AIM OF THE EXERCISE:
Copy each record exactly and skip its pictures.

DATASET EXTRACT:
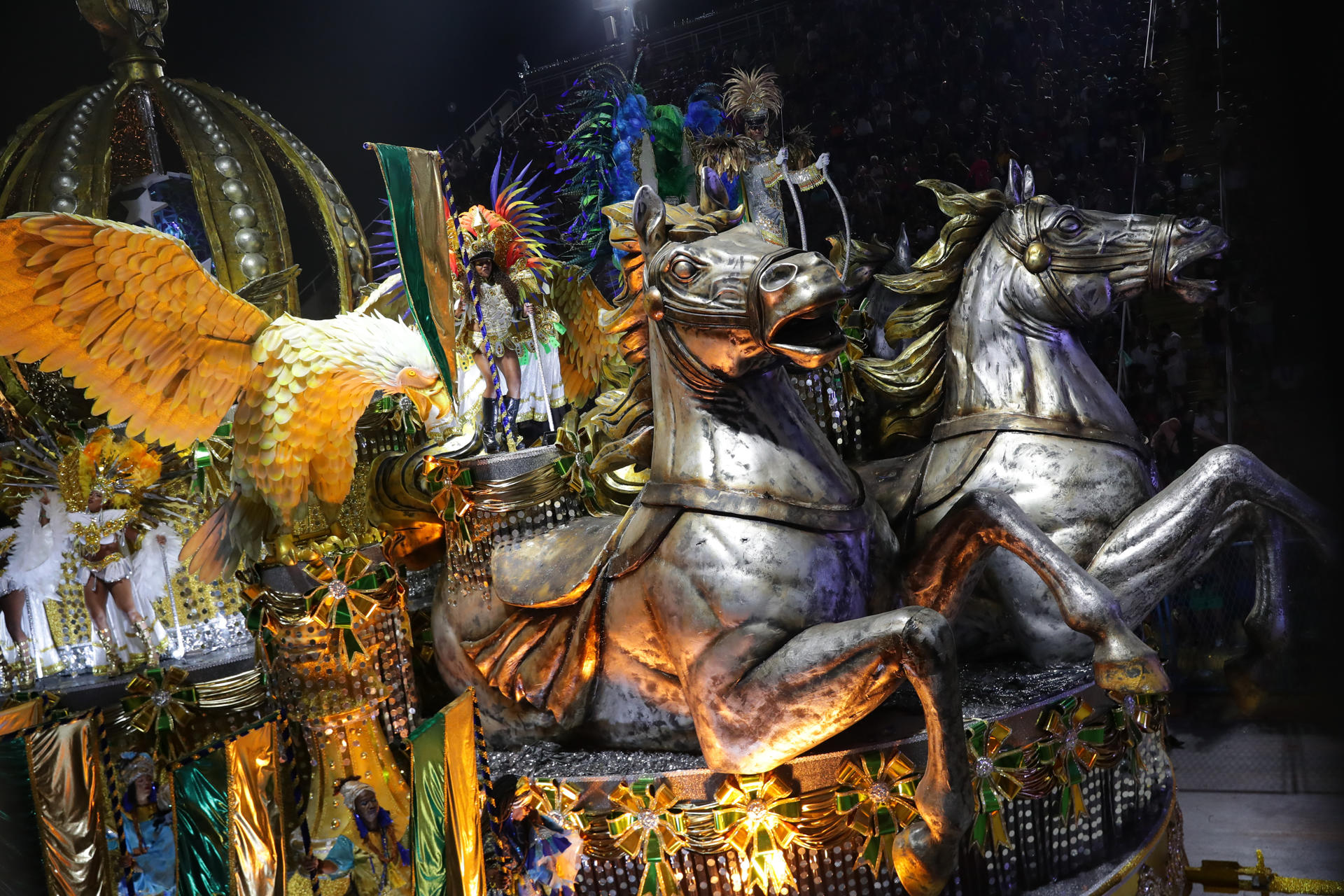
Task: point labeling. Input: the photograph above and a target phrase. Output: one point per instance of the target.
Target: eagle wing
(131, 315)
(584, 346)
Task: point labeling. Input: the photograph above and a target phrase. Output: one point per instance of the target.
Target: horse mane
(911, 383)
(620, 428)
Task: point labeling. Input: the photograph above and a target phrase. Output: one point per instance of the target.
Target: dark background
(337, 73)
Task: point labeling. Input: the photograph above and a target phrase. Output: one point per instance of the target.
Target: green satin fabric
(448, 853)
(201, 825)
(428, 808)
(20, 849)
(26, 715)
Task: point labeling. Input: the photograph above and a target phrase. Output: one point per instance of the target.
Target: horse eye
(683, 270)
(1069, 226)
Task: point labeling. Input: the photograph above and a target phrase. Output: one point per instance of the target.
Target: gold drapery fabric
(448, 852)
(346, 746)
(24, 715)
(257, 855)
(464, 794)
(65, 792)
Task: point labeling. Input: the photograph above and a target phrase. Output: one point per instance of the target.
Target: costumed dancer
(147, 822)
(381, 862)
(31, 552)
(753, 99)
(510, 274)
(109, 482)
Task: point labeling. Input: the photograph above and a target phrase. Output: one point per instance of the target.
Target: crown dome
(146, 148)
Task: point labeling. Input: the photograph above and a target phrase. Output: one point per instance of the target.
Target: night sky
(337, 73)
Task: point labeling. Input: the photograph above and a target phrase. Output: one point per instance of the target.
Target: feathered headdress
(134, 764)
(125, 472)
(755, 97)
(351, 789)
(511, 229)
(118, 469)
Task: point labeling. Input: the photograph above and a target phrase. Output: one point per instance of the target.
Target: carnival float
(296, 605)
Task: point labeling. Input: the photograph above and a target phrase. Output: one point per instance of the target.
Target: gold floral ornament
(451, 484)
(158, 700)
(648, 828)
(760, 818)
(1135, 716)
(347, 592)
(997, 778)
(1070, 751)
(573, 460)
(553, 798)
(878, 796)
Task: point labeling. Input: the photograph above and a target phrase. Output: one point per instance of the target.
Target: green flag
(420, 229)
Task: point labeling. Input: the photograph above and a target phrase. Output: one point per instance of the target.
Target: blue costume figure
(147, 821)
(381, 862)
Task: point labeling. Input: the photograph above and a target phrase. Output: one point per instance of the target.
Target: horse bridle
(1046, 261)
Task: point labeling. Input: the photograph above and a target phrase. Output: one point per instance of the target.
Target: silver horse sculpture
(749, 602)
(1027, 414)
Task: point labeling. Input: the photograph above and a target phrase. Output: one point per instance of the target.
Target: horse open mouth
(1195, 280)
(809, 337)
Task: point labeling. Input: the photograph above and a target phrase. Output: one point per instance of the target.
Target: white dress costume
(540, 384)
(34, 564)
(146, 570)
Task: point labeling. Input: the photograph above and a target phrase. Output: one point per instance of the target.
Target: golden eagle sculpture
(158, 343)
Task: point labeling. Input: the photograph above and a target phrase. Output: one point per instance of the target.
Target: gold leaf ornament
(648, 830)
(760, 817)
(876, 794)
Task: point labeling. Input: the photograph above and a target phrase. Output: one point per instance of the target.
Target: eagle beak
(435, 406)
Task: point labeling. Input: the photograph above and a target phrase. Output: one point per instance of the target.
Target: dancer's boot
(109, 647)
(488, 440)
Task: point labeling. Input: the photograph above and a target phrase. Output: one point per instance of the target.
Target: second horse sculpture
(1026, 413)
(749, 603)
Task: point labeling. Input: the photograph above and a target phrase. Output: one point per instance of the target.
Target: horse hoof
(1135, 675)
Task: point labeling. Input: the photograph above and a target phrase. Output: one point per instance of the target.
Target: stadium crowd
(902, 90)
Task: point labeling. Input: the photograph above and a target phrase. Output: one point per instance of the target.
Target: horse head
(1078, 264)
(729, 300)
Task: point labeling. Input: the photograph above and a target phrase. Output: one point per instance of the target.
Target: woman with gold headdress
(30, 554)
(147, 824)
(753, 99)
(503, 298)
(106, 480)
(381, 862)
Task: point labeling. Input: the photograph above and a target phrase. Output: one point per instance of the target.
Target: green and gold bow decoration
(210, 463)
(996, 780)
(758, 816)
(878, 797)
(451, 484)
(346, 594)
(158, 701)
(1135, 716)
(553, 798)
(648, 828)
(573, 461)
(1070, 751)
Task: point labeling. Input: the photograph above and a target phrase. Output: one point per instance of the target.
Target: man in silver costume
(756, 97)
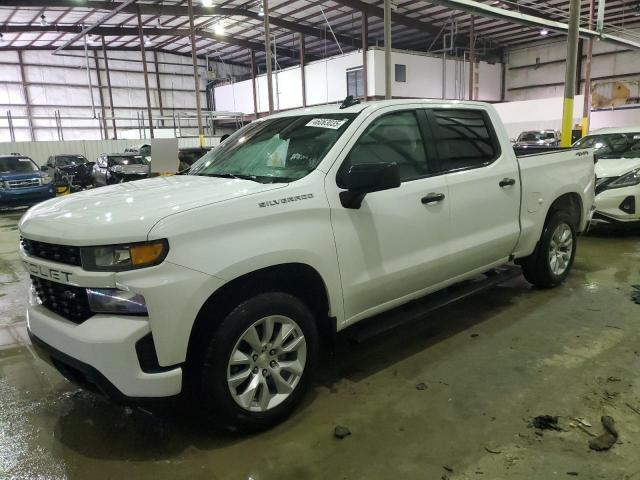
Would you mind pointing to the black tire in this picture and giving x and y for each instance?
(212, 390)
(537, 267)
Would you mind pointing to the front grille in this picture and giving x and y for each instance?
(29, 182)
(51, 251)
(69, 302)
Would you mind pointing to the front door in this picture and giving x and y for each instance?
(393, 245)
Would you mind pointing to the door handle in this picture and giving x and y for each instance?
(507, 182)
(432, 198)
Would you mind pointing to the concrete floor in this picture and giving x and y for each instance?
(490, 363)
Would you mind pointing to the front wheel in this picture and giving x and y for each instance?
(259, 363)
(553, 258)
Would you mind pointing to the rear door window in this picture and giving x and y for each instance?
(463, 139)
(391, 138)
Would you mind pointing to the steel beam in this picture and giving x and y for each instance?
(196, 75)
(253, 82)
(143, 53)
(365, 49)
(303, 77)
(103, 122)
(472, 56)
(570, 74)
(387, 50)
(133, 31)
(514, 16)
(106, 71)
(102, 19)
(267, 49)
(27, 103)
(586, 109)
(177, 11)
(158, 87)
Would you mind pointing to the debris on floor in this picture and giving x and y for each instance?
(635, 294)
(633, 408)
(608, 438)
(545, 422)
(341, 432)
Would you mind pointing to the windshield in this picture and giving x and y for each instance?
(127, 160)
(70, 160)
(278, 150)
(17, 164)
(535, 136)
(624, 145)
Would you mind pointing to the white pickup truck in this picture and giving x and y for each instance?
(223, 281)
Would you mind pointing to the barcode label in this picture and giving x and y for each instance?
(326, 123)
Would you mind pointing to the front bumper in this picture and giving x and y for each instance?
(26, 196)
(618, 205)
(100, 353)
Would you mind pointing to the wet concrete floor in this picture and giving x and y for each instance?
(489, 364)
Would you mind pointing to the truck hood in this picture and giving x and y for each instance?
(126, 212)
(614, 167)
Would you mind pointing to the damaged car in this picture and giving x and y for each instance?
(618, 174)
(111, 168)
(70, 169)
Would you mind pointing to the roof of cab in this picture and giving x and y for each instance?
(377, 104)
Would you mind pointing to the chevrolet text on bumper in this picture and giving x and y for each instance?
(222, 281)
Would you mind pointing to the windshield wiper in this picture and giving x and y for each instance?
(236, 176)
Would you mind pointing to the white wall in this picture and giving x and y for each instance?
(536, 114)
(326, 82)
(620, 117)
(60, 83)
(40, 151)
(616, 63)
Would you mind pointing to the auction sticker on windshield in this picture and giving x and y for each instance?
(326, 123)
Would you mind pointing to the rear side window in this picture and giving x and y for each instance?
(464, 139)
(392, 138)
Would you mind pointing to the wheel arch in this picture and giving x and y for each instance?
(298, 279)
(568, 202)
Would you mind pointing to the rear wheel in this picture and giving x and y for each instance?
(553, 258)
(259, 363)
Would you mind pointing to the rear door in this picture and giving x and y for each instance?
(394, 245)
(484, 190)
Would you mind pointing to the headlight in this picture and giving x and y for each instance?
(626, 180)
(115, 258)
(112, 300)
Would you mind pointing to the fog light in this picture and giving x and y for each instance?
(112, 300)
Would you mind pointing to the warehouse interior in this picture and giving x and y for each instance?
(122, 110)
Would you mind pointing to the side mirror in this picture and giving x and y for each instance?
(368, 178)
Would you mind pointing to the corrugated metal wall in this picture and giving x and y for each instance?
(40, 151)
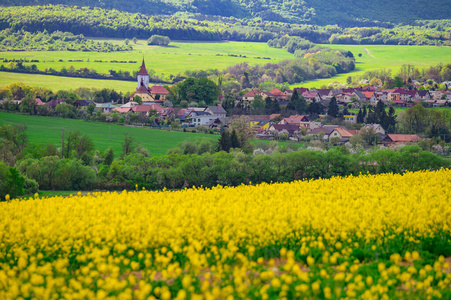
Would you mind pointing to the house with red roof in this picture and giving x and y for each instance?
(341, 133)
(395, 139)
(310, 96)
(298, 120)
(287, 129)
(278, 94)
(148, 94)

RESPONSE TO THIS TASK:
Task: point labeling. Input: the photograph above and a target phrase. Output: one point per instance of the target.
Target: eagle wing
(131, 315)
(584, 346)
Task: point labeling. Input: the photograph above and a target phrase. Output: one point per instance of the target.
Target: horse mane
(911, 383)
(620, 428)
Task: point labeling. Input: the photograph above and a target phrase. Output: one point per instance of the target.
Target: dark background
(337, 73)
Task: point labeling. Input: the photograph above and a target phrase. Output: one point per instance of the target.
Target: green satin fabric
(448, 853)
(201, 825)
(428, 808)
(20, 849)
(26, 715)
Task: point labeling. Input: the photograph above and a target phrase. Output: one point per instance of the target.
Target: horse eye
(683, 270)
(1069, 226)
Task: point labeling. Input: the photograph above and a target phrase. Output: one point per instance of the target.
Target: gold drapery fabric
(448, 852)
(346, 746)
(24, 715)
(257, 855)
(464, 794)
(65, 792)
Task: point labeling. Input: the photograph above and a target phrase. Output: one point per instance of the target.
Target: costumed dancer
(147, 822)
(381, 862)
(31, 552)
(753, 99)
(510, 274)
(109, 482)
Task: point labeling. Input: the photograph above and a target phrase. Output: one point per instance of the target.
Target: crown dome
(146, 148)
Task: point labeling. Input: the photograph above and a target phrase. Output: one point per instance of the target.
Target: night sky
(337, 73)
Task: point labeling. Input: the photograph above and a target phrase. Output: one point per instance of the target.
Target: feathered headdress
(134, 764)
(125, 472)
(755, 97)
(351, 789)
(511, 229)
(118, 469)
Task: point labeling. Input: the photograph above and a target phrase. Output: one point per instance of the target.
Target: carnival float
(296, 605)
Task: point labeling. Input: the photograph above and a target phrase. Output: one point per instance of the target.
Target: gold floral ornament
(451, 484)
(158, 700)
(648, 828)
(760, 818)
(1135, 716)
(347, 592)
(997, 778)
(1070, 751)
(573, 460)
(553, 798)
(878, 796)
Task: point labeling. Input: the photograph above and a target phrase. Output: one point per instance of the target.
Target: green flag
(420, 229)
Task: point labeling. Input: the photograph above and a target phrase. Output: one point per instance of the target.
Target: blue costume figure
(147, 821)
(381, 862)
Task: point labeling. Input: the photograph above and a target phrase. Output: one point per instance of the target.
Target: horse bridle
(1046, 261)
Task: point labeling. Input: the photograph above and a target phrase. Output: one point per instance of the target.
Target: silver horse sculpture
(749, 602)
(1027, 414)
Task: point labeling. Input: the photograph above and a target phrase. Output: one point per instance of the target.
Target: horse open mouth
(1195, 280)
(809, 337)
Task: point labeling. Input: the photograph above and a target phrase. Output: one point per instance of the target.
Target: white dress costume
(540, 384)
(34, 564)
(146, 570)
Task: point labeling. Input: the photograph above and a target phrase. Output: one point per instance of the target.
Target: golden eagle sculpture
(158, 343)
Task: point labeling. Input: the photograph above and a target phrase. Output: one point per instance of the target.
Target: gold leaf ornament
(648, 830)
(760, 817)
(876, 794)
Task: point labeling. Input: the photograph above and a target phrase. Output: one point per instance of the target.
Target: eagle beak
(435, 406)
Task: point labeling. Input: the photograph above and a target phrase. Output: one point per instance of the target.
Target: dancer's boot
(109, 647)
(488, 440)
Task: point labeling. Input: the photograph above and a target phrase. Output: one point per instance of the target.
Target: second horse sculpture
(1026, 413)
(749, 603)
Task: point labeling. Input: the photograph above and a target phrase. Output: one point per instance of the target.
Target: horse hoof
(1135, 675)
Task: point labeling. Input: the photograph above and a target phrase. Output: one point per instance of the target.
Target: stadium crowd
(902, 90)
Task: point labeling. Input: the photograph above and a target phrase. Output: one point per instance of the target.
Target: horse head
(1078, 264)
(729, 300)
Task: point labeling. Input: the photograph above and a target phrase. Output: one point per instance of the target.
Target: woman with gold headdress
(30, 554)
(147, 824)
(753, 99)
(503, 298)
(106, 480)
(381, 862)
Task: point labeling. Input: the photograph above and a target phrase. Output: one point per instance of the target.
Target: green and gold bow decoration
(210, 463)
(996, 780)
(758, 816)
(878, 797)
(451, 484)
(346, 594)
(158, 701)
(1135, 716)
(553, 798)
(648, 828)
(573, 461)
(1070, 751)
Task: point labeling. Input: the photograph above and a target phrase. Output: one point per instance of the target.
Target: man in silver costume
(756, 97)
Would you mind pointing to the black tire in this picture and giving x and y for each instance?
(212, 390)
(537, 267)
Would you mind pointing to the front grille in this picture and giving x and y for each instance?
(29, 182)
(51, 251)
(69, 302)
Would you mind pointing to the front door in this picture and giving x and y for each instance?
(393, 245)
Would you mind pointing to the door handle in this picture and giving x and y for each instance?
(507, 182)
(432, 198)
Would you mind pointing to the concrete floor in this picture and giving x and y for each instance?
(490, 363)
Would you mind pointing to the front wheel in this picture and giving x and y for each instance?
(259, 363)
(553, 258)
Would you mind pointing to the rear door window in this picture and giving x and y for each instance?
(463, 139)
(391, 138)
Would you mind pointing to the steel beam in this picture and giving x and y for each instance?
(196, 75)
(253, 82)
(143, 53)
(365, 49)
(303, 77)
(103, 122)
(472, 56)
(570, 74)
(387, 50)
(133, 31)
(514, 16)
(106, 71)
(102, 19)
(267, 49)
(27, 103)
(586, 109)
(177, 11)
(158, 87)
Would you mind pointing to the debris on floor in this picture and giving x and y for each instance?
(635, 294)
(633, 408)
(608, 438)
(545, 422)
(341, 432)
Would you mind pointing to the windshield in this picture and giving x and y for each instance?
(127, 160)
(70, 160)
(278, 150)
(17, 164)
(535, 136)
(624, 145)
Would you mind pointing to the white pickup truck in this picture and giving x and y for each instance?
(223, 281)
Would you mind pointing to the barcode label in this picture and giving x and y for each instance?
(326, 123)
Would you mind pointing to the front bumper in this picture and giving x and y for each instance?
(26, 196)
(618, 205)
(100, 353)
Would you mind pointing to the wet concrete floor in this picture and giving x and y for each instance?
(489, 364)
Would you mind pointing to the truck hood in this picture and giving x and y for each instance?
(126, 212)
(614, 167)
Would you mind pointing to the damaged car in this picture and giving x and y for each instance?
(618, 174)
(111, 168)
(70, 169)
Would you mind pointing to the roof of cab in this picture and giving x and y for each instance?
(377, 104)
Would you mind pointing to the chevrolet text on bumper in this picture and giving x and y for each instance?
(222, 281)
Would you mind pointing to the windshield wiper in this picture and giving x and y for each instance?
(236, 176)
Would you mind pointing to the white wall in this picture and giving x and y for each instance?
(536, 114)
(326, 82)
(620, 117)
(60, 83)
(40, 151)
(616, 63)
Would you mind pointing to the auction sticker on windshield in this picture and giving x and y for each instance?
(326, 123)
Would you mind pointing to the rear side window in this picture and giving x and y for each instance?
(464, 139)
(392, 138)
Would you mind pointing to the wheel arch in this picture and giving x and y for each instance?
(298, 279)
(568, 202)
Would you mind pointing to the rear wheel in this picture and giving x and y for each instance?
(553, 258)
(259, 363)
Would you mind pointing to the rear door in this picture and giving x and y for each instance?
(394, 245)
(484, 190)
Would you mind pointing to the headlight in this picture and giving x and y for each instance?
(626, 180)
(115, 258)
(112, 300)
Would you mind pointing to the fog light in this picture and giving x and y for each instance?
(112, 300)
Would you mind pointing to the warehouse interior in this picture and giving x and y for each instance?
(122, 110)
Would you mind pointing to the side mirror in this picture and giving x and y for each instance?
(368, 178)
Would you mind pointing to the corrugated metal wall in this picture and giving x and y for each instance?
(40, 151)
Would you mind pointing to the house with red roof in this picture and giving x and y for each instance?
(341, 133)
(395, 139)
(310, 96)
(298, 120)
(287, 129)
(278, 94)
(148, 94)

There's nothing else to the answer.